● DIRECTIONS:
**a.** Answer these questions from the article on Canadian government size below:
(i) What dollar amount does it give for the sponsorship scandal?
(ii) Who does it say recently stated that government in Canada is too massive?
(iii) What percentage of US GDP does it say is under government control?
**b.** Please list every source that the article on Canadian government size below says makes up the 43 % of GDP that governments take.
**c.** Decide whether each statement agrees with the article on Canadian government size below. Answer yes or no and quote the words that settle it.
(i) The article presents Mulroney as a model of spending reduction.
(ii) The article says most economists hold that government transfers above 30 % of GDP hamper economic growth.
(iii) The article holds Martin and his government responsible for wasting taxpayer money over the past 10 years.

● PAGE EXTRACT:
..............................
Government owns 43 % of the Economy and Counting

Taxes and more Taxes - More is better ? - Not really if you look at wealth and morality

by StFerdIII

It is quite apparent that the Federal Government is corrupt - the $250 million sponsorship scandal is just one example of many [HRDC, Gun Registry, Corporate Welfare, Regional Programs, Kyoto…] of where government’s and their allies and paid supporters ride high off the public spending hog. If anyone needs to be reminded that big government IS the problem, then the current fracas involving the Chretien - Martin regime should be rather a poignant example of what is wrong in Canada.

Martin and his government are responsible as is Chretien and his minister’s for the wastage of taxpayer money on a variety of projects during the past 10 years. This is not only to blame the Liberals, Mulroney was hardly a paragon of honesty, spending reduction or tax reduction either. What then to do ?

First we should face the facts that government in Canada as Tony Clement recently stated is just too massive. According to Jack Mintz who is one of the foremost and eloquent critics of Canada’s high taxation regime - Government’s take 43 % of our GDP in taxes, transfers, user fees, resource royalties, deficit spending, crown corporation spending and municipal spending. This is crippling. Most economists state unequivocally that government transfers above 30 % of GDP hamper economic growth and wealth creation and actually on a marginal basis destroy more wealth then they create. This is especially relevant when you compare Canada " with no military system, little border controls and a woeful immigration system, free riding off the US " has 7 % more of GDP under government control than the US which has 35 % of GDP under government control.
..............................
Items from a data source

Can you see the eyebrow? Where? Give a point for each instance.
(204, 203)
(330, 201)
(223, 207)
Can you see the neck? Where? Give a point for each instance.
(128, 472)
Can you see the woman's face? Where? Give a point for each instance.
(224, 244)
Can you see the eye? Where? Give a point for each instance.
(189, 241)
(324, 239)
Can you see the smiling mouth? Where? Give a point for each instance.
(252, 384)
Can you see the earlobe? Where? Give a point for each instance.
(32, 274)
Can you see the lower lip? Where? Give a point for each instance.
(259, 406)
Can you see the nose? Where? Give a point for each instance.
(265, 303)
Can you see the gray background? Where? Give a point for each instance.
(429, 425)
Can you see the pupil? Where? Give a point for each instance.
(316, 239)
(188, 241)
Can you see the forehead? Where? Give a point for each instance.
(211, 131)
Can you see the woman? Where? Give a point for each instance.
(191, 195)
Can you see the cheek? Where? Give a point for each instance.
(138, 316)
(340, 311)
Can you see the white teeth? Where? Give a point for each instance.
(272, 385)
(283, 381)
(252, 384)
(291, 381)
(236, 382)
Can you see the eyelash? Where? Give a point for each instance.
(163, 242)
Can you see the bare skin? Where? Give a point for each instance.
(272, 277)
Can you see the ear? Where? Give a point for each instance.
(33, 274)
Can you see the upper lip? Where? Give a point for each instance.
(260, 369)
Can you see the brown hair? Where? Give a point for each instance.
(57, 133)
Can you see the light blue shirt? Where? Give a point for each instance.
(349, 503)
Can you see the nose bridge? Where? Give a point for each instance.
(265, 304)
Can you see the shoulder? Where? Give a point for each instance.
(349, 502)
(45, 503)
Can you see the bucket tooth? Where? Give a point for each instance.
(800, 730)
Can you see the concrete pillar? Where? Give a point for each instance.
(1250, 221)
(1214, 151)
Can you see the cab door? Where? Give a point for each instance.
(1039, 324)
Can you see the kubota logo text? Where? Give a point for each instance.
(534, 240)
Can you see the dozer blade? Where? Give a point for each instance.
..............................
● SOLUTION SET:
**a.**
(i) $250 million
(ii) Tony Clement
(iii) 35 %

**b.**
- taxes
- transfers
- user fees
- resource royalties
- deficit spending
- crown corporation spending
- municipal spending

**c.**
(i) No: "Mulroney was hardly a paragon of honesty, spending reduction or tax reduction either."
(ii) Yes: "Most economists state unequivocally that government transfers above 30 % of GDP hamper economic growth and wealth creation"
(iii) Yes: "Martin and his government are responsible as is Chretien and his minister’s for the wastage of taxpayer money on a variety of projects during the past 10 years."